→ Aim of the exercise
All entries below are to be reproduced exactly.

------------

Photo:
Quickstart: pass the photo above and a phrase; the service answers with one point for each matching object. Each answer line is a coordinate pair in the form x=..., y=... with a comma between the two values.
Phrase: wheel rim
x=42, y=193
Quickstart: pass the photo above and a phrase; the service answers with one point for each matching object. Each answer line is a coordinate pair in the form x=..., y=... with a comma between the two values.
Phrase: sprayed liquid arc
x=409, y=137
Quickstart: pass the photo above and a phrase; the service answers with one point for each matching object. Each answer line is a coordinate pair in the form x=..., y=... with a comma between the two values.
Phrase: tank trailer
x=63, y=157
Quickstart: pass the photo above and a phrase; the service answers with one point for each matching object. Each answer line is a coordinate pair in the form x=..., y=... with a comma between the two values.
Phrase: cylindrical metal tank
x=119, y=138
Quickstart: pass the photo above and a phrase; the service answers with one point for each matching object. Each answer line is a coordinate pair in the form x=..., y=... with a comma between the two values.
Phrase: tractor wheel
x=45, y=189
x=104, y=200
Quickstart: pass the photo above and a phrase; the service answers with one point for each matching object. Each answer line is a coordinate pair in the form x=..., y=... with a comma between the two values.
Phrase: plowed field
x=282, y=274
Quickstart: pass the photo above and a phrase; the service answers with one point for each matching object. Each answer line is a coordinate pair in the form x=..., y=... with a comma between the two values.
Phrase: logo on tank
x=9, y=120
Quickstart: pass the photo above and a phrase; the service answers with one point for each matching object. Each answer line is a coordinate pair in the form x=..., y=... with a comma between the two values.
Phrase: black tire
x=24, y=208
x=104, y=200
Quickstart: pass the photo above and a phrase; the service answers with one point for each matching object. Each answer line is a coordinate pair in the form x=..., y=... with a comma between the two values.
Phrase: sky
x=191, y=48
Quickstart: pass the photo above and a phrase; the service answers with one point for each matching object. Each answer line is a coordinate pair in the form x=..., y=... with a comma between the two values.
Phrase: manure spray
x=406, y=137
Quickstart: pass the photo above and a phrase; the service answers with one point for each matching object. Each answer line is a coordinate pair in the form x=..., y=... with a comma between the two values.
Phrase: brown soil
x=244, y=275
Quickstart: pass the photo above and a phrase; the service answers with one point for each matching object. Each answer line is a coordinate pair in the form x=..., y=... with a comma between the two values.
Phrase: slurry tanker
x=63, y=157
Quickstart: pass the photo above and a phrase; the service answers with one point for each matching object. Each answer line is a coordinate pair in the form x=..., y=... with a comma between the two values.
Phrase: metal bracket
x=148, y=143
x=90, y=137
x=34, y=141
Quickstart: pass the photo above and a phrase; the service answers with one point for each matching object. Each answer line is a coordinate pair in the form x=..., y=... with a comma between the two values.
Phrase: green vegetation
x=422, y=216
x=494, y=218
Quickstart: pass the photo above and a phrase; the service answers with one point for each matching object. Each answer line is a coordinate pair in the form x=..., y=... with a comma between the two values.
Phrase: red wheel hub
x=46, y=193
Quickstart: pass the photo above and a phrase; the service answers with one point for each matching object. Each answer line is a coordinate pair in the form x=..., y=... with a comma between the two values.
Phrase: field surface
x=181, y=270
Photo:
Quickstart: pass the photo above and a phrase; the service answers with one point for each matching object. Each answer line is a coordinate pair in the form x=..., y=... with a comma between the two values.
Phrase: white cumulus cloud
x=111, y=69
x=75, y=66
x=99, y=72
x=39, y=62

------------

→ Reply to the task
Photo:
Quickstart: pass the photo above and a phrase; the service answers with one point for each matching object. Each answer line is a coordinate pair in the form x=..., y=... with a comma between the two values.
Phrase: wheel rim
x=42, y=193
Quickstart: pass the photo above and a phrase; the service answers with one point for each matching object. Each answer line is a coordinate pair in the form x=..., y=... with a comma between the two values.
Phrase: sprayed liquid arc
x=409, y=137
Quickstart: pass the photo above and a phrase; the service answers with one point for each matching object. Each answer line is a coordinate pair in the form x=..., y=... with a comma between the two values.
Phrase: tank trailer
x=63, y=157
Quickstart: pass the photo above and a phrase; the service answers with one point for each matching object. Each answer line is a coordinate pair in the form x=..., y=... with a comma between the two values.
Phrase: cylindrical metal tank
x=119, y=138
Quickstart: pass the photo above and a phrase; the service answers with one point for each matching object. Each answer line is a coordinate pair in the form x=..., y=... with a comma between the two values.
Phrase: tractor wheel
x=45, y=189
x=104, y=200
Quickstart: pass the photo above and a phrase; the service answers with one point for each matching object. Each answer line is a coordinate pair in the form x=..., y=... with a comma between the two values.
Phrase: plowed field
x=282, y=274
Quickstart: pass the photo above and a phrase; the service answers with one point for each matching object. Each answer line is a coordinate pair in the form x=..., y=... with a comma between the two values.
Phrase: logo on tank
x=9, y=120
Quickstart: pass the photo above and a phrase; the service answers with one point for each matching object. Each answer line is a coordinate pair in the form x=..., y=... with a comma between the two values.
Phrase: black tire
x=24, y=208
x=104, y=200
Quickstart: pass the photo above and a phrase; the service answers with one point for each matching object. Each answer line is a coordinate pair in the form x=..., y=... with a comma between the two values.
Phrase: sky
x=191, y=48
Quickstart: pass the photo above and a phrase; the service answers with one point for each matching object. Each answer line is a coordinate pair in the form x=..., y=... with a comma between the two values.
Phrase: manure spray
x=406, y=137
Quickstart: pass the photo above and a phrase; the service answers with one point for each matching object. Each answer line is a coordinate pair in the form x=..., y=... with a comma between the two values.
Phrase: brown soil
x=244, y=275
Quickstart: pass the photo above and a phrase; the service answers with one point for each matching object. Each answer line is a coordinate pair in the form x=..., y=... with a comma between the two values.
Phrase: slurry tanker
x=63, y=157
Quickstart: pass the photo above and a phrase; the service answers with one point for each matching object. Each answer line is a coordinate pair in the form x=..., y=... with a comma between the two values.
Phrase: metal bracket
x=148, y=143
x=90, y=137
x=34, y=141
Quickstart: pass the photo above and a phrase; the service answers with one point for each matching object. Each answer line is a coordinate pair in the form x=..., y=... with a comma between the two values.
Phrase: green vegetation
x=422, y=216
x=494, y=218
Quickstart: pass the photo above and a phrase; the service answers with one point for each matching object. Each answer line is a coordinate pair in the form x=..., y=... with a comma between the two values.
Phrase: red wheel hub
x=46, y=193
Quickstart: pass the photo above and a phrase; the service answers with one point for each matching object. Each answer line is a coordinate pair in the form x=..., y=... with a comma between the two values.
Phrase: field surface
x=181, y=270
Photo:
Quickstart: pass the photo above and a phrase; the service answers with one point for each matching object. Each answer line is a coordinate pair in the form x=..., y=... with a comma between the two values.
Phrase: white cumulus cloud
x=111, y=69
x=75, y=66
x=99, y=72
x=39, y=62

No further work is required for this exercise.